**Brief 1:**
Answer these from the text on missing trial data:
(a) Which journal published the featured article?
(b) What three causes does the text give for participant outcomes not being collected?
(c) What should be done after the primary analysis to check how robust the trial results are?
**Brief 2:** Continue the text on missing trial data from its last sentence.

Each week, we will be publishing layman’s abstracts of new articles from our prestigious portfolio of journals in statistics. The aim is to highlight the latest research to a broader audience in an accessible format.
The article featured today is an Open Access Tutorial in Biostatistics from Statistics in Medicine, with the full article now available to read here.
Sensitivity analysis for clinical trials with missing continuous outcome data using controlled multiple imputation: A practical guide. Statistics in Medicine. 2020; 39: 2815– 2842. https://doi.org/10.1002/sim.8569, , , .
Clinical trials are vital to test the effectiveness and safety of new medical treatments. Unfortunately however, it is most typical that some participant outcomes will not be collected. This may be due to missed participant visits, trial withdrawals or various other unavoidable events. Thus often some required data will be missing from the analysis. Missing data creates a problem since any method of statistical analysis will make an untestable assumption about what the unobserved data looks like. If the wrong assumption is made, then misleading conclusions may be drawn about the treatment under study, which could have disastrous clinical implications. When there are missing data, it is therefore important that primary analysis be conducted under the most plausible assumption for the missing data. Sensitivity analysis under a range of different credible assumptions should then be undertaken to assess how robust the trial results are.

**Saved data entries:**
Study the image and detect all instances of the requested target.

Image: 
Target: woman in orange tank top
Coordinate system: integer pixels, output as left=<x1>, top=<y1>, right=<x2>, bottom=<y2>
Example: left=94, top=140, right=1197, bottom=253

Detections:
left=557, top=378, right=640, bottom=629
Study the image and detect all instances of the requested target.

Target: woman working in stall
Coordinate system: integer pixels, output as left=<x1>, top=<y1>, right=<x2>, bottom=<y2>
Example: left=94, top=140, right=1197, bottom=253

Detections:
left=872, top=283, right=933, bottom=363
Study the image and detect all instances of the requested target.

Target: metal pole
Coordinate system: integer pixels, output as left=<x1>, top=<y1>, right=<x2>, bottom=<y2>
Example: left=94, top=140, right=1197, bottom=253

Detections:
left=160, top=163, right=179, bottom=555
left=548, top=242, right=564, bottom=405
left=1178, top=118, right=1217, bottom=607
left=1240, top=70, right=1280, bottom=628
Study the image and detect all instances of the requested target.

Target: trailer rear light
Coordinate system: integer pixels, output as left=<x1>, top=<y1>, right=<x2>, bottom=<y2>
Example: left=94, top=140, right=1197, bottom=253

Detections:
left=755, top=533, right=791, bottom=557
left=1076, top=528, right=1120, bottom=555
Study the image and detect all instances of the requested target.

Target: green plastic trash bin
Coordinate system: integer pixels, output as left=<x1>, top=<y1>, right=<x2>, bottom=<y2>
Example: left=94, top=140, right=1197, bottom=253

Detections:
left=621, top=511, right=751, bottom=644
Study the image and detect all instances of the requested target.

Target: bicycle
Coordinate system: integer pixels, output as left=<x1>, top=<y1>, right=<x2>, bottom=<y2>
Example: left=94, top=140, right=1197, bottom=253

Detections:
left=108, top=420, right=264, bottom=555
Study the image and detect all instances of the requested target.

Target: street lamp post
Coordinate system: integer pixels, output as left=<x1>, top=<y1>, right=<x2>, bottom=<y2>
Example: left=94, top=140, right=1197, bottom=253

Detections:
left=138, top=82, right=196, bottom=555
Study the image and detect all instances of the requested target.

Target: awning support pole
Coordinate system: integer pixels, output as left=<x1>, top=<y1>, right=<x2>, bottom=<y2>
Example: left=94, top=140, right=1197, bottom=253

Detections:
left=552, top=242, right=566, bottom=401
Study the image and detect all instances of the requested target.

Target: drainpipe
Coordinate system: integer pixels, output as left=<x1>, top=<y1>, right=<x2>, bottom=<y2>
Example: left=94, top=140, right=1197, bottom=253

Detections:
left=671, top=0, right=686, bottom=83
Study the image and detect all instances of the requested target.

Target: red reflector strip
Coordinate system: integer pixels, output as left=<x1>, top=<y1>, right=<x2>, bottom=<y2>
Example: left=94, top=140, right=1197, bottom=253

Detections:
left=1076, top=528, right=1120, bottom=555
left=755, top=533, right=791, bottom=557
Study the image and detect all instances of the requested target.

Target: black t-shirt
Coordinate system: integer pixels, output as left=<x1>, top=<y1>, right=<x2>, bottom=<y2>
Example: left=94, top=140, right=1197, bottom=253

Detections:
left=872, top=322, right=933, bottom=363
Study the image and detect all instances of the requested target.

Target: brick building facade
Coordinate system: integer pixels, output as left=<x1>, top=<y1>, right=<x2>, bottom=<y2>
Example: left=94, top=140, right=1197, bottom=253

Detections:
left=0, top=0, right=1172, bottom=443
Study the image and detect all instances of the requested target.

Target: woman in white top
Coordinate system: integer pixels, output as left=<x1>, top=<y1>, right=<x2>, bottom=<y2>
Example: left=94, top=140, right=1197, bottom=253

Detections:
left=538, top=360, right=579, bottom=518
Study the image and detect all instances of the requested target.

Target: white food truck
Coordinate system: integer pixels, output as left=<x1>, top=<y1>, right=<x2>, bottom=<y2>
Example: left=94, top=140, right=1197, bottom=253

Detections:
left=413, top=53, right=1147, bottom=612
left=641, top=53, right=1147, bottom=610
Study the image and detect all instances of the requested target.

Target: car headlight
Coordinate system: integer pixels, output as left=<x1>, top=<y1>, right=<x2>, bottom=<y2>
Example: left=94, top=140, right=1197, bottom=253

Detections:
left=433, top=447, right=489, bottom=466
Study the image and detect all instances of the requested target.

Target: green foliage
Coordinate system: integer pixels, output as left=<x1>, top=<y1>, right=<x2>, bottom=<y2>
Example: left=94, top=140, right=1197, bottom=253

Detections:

**Final answer 1:**
(a) Statistics in Medicine
(b) Missed participant visits, trial withdrawals, and various other unavoidable events
(c) Sensitivity analysis under a range of different credible assumptions

**Final answer 2:**
One method which readily enables contextually relevant sensitivity analysis, and has recently seen increased discussion and developments in the statistical literature, is Controlled Multiple Imputation. Controlled multiple imputation procedures include delta-based multiple imputation, which enables investigators to explore the impact of a worse or better outcome for the unobserved, than that predicted based on the outcomes of the observed. An alternative example is reference-based multiple imputation, which enables the impact of individuals with missing data behaving like a specified reference group in the trial to be assessed. For example, in a two-group placebo controlled trial, data can be imputed for all individuals missing data in the active treatment group as if they followed the behaviour of the placebo group.
In this new tutorial article, the authors provide an accessible overview of controlled multiple imputation procedures for missing data sensitivity analysis in clinical trials, and a practical guide to their use for a continuous outcome. Worked examples and Stata code are included to facilitate adoption of such methods, to enable robust evaluation of clinical trial results.